What you will do:
Extract exactly the range of lines bounded by the line containing "Would you mind annotating the side" and the final line of the listing, both ends included, and no other lines.
— Start of Given data —
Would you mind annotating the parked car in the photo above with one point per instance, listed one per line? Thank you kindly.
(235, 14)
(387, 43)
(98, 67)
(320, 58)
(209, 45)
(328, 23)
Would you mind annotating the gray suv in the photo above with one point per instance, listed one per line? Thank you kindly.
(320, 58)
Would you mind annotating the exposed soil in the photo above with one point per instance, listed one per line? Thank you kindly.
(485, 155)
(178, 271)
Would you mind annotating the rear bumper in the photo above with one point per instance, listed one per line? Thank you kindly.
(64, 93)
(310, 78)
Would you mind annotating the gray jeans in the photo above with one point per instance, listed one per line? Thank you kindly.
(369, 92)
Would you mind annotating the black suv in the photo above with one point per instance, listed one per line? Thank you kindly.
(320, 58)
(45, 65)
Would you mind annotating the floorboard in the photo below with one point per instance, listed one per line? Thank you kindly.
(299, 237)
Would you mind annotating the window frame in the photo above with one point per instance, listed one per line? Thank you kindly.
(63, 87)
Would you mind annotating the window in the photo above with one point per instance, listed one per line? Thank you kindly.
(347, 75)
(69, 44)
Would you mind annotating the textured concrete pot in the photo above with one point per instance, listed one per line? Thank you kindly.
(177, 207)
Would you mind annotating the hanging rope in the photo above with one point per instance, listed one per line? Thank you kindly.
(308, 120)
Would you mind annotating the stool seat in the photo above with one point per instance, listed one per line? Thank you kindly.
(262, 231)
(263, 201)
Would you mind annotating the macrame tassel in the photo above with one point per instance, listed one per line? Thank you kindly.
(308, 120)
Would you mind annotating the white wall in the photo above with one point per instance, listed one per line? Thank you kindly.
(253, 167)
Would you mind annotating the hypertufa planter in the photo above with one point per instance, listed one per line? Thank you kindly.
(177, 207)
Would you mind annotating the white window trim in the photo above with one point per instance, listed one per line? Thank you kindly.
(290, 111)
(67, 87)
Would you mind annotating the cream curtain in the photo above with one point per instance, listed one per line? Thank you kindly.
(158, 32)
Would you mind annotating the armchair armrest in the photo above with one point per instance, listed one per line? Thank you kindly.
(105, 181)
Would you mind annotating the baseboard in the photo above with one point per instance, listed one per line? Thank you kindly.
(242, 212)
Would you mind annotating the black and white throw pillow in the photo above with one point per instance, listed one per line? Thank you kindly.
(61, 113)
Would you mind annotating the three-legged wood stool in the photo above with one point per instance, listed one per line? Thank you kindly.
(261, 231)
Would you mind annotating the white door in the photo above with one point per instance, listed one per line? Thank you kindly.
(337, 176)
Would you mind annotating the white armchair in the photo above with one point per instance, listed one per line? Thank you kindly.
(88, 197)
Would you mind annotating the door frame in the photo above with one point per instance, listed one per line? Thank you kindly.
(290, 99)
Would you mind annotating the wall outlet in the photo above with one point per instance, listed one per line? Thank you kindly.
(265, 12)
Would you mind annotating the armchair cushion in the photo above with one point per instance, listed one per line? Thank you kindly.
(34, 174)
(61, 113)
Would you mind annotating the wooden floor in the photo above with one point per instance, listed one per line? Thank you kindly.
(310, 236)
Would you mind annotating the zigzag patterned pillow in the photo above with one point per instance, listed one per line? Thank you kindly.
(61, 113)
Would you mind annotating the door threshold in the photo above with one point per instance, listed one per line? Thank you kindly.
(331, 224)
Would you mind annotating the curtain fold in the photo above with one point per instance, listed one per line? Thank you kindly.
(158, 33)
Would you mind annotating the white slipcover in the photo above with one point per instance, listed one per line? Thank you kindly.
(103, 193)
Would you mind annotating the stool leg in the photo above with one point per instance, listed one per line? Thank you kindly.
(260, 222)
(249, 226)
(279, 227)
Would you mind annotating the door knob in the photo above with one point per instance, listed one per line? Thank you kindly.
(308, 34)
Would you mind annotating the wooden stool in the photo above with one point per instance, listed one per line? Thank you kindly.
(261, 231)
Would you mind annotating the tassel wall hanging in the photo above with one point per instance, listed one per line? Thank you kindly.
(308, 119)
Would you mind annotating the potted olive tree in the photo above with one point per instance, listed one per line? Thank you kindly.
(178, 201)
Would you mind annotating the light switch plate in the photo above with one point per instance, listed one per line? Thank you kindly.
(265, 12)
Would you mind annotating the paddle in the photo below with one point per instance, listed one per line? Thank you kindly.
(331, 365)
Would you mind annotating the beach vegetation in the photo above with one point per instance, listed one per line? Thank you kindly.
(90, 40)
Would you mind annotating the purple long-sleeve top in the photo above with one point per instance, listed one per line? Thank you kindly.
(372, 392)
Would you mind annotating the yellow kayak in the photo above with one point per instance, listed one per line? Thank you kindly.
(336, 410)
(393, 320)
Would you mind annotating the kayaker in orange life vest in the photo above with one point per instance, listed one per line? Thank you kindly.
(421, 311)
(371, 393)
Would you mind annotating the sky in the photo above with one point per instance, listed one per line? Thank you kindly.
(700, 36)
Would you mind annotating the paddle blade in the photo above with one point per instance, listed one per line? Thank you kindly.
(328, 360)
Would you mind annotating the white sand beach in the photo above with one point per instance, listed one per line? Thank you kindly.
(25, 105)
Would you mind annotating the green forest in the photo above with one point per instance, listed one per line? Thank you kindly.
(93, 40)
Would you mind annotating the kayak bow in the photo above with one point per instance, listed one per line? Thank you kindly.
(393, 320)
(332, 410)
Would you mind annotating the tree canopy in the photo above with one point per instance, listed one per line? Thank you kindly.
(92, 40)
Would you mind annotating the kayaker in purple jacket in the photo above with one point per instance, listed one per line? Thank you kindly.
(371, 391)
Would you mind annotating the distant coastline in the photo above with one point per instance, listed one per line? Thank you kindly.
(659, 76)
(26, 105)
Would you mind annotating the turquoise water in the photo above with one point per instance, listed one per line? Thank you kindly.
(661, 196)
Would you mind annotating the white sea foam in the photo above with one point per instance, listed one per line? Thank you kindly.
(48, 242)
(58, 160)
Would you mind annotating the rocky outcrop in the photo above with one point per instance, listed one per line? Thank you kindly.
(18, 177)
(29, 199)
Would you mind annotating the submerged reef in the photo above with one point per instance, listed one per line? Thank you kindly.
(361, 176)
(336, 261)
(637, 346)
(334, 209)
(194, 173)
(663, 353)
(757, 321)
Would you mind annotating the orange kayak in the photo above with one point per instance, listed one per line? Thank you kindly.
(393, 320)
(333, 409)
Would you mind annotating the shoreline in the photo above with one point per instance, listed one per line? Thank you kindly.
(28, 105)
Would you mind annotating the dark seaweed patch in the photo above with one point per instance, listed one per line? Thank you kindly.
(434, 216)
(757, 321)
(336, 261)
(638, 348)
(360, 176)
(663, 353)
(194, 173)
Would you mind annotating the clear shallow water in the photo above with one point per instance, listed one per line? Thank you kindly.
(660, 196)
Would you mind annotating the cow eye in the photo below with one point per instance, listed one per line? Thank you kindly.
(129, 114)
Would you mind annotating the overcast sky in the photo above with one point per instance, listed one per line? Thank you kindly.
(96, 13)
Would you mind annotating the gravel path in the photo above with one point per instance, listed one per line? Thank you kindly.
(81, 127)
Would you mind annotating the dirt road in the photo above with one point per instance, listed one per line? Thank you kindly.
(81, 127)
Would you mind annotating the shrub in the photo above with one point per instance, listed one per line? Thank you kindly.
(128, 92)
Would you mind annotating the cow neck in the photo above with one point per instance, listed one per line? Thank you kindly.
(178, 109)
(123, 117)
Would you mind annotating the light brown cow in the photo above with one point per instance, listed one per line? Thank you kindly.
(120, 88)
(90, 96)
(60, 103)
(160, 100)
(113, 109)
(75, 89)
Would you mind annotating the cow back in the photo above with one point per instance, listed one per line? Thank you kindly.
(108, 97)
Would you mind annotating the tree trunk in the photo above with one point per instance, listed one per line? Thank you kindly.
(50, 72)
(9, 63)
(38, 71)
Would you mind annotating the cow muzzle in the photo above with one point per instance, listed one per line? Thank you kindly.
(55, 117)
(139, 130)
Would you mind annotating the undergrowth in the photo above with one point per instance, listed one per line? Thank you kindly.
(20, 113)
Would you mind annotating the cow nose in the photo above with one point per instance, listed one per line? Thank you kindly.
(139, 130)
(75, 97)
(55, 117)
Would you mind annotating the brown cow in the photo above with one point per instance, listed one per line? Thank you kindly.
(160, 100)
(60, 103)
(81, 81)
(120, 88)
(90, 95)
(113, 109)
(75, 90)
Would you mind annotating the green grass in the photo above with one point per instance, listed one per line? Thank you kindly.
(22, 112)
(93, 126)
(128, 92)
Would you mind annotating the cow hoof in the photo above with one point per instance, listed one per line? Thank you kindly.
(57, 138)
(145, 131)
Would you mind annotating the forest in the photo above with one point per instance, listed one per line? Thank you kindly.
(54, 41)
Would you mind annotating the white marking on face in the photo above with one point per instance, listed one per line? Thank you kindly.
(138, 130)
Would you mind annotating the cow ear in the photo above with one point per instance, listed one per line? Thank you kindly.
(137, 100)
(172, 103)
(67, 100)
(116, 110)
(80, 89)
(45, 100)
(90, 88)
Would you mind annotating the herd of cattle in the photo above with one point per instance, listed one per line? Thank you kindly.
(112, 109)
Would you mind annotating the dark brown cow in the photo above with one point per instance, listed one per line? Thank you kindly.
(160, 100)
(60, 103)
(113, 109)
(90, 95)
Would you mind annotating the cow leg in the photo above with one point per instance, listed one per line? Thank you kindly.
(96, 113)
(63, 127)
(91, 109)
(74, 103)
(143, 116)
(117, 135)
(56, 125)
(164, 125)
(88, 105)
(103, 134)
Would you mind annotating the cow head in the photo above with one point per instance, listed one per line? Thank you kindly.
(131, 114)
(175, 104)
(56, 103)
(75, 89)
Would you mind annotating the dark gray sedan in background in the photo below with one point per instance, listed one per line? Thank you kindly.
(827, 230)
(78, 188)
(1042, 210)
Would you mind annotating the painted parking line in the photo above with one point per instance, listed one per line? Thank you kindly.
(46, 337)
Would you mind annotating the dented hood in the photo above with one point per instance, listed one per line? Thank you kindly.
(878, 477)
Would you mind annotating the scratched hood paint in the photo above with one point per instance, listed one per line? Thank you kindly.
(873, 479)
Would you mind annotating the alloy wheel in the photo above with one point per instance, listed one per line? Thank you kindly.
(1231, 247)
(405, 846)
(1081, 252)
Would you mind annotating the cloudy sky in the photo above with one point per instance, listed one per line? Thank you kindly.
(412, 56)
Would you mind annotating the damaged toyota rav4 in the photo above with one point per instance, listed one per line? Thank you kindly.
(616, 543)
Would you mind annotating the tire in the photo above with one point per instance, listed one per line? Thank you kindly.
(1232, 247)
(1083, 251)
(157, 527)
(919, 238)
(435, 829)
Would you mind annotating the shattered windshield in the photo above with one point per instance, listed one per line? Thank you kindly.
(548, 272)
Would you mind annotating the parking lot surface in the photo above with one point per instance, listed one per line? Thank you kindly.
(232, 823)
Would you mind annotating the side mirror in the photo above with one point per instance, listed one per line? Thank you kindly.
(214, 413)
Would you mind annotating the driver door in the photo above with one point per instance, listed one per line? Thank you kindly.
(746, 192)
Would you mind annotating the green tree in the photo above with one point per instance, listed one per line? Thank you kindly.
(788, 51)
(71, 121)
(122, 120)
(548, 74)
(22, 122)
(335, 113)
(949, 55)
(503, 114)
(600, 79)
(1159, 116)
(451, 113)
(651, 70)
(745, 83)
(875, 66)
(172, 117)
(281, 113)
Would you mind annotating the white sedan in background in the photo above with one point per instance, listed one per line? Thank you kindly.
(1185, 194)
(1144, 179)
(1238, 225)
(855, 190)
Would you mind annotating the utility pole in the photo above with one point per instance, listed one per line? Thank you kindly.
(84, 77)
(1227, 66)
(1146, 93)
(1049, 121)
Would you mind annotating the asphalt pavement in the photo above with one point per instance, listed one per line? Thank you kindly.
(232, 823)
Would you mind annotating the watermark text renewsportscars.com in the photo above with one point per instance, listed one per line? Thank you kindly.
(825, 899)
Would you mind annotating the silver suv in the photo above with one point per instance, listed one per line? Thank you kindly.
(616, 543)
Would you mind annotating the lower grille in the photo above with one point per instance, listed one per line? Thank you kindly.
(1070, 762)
— End of Given data —
Output for this exercise:
Would you mind annotating the side mirror in the photo above with one point per instance, listed one per line? Thank you kindly.
(214, 413)
Would you mind annotating the driver door in the photo above with one point per instance, listed one per line? Thank you kindly.
(746, 192)
Would you mind annotating the green tree in the photo above with one point per instance, listed one per line? Thank you kindly.
(788, 51)
(71, 121)
(122, 120)
(548, 74)
(22, 122)
(335, 113)
(949, 55)
(503, 114)
(600, 79)
(1159, 116)
(451, 113)
(651, 70)
(745, 83)
(875, 66)
(172, 117)
(281, 113)
Would you mind annotating the white sedan in background in the photo above with one point per instance, listed one per line? Thank you kindly.
(1185, 194)
(1144, 179)
(1238, 225)
(855, 190)
Would you mind annotating the utility pole in the photo above with one point per instance, listed one per line? Thank you kindly.
(84, 77)
(1227, 66)
(1146, 93)
(1049, 121)
Would you mind annotating the asphalt pavement in the photo above with one point per instance, listed one per line? Thank you kindly.
(232, 823)
Would you mind annotating the watermark text renewsportscars.com in the photo above with one point per instance, listed one per line? Thank you kindly.
(825, 899)
Would you mind annotating the silver suv in the photo above with one point per instance, listed one per line? Thank you kindly.
(616, 543)
Would you mind annotating the lower grille in the photo above with one point per instance, listed one per line? Thank you kindly.
(1070, 762)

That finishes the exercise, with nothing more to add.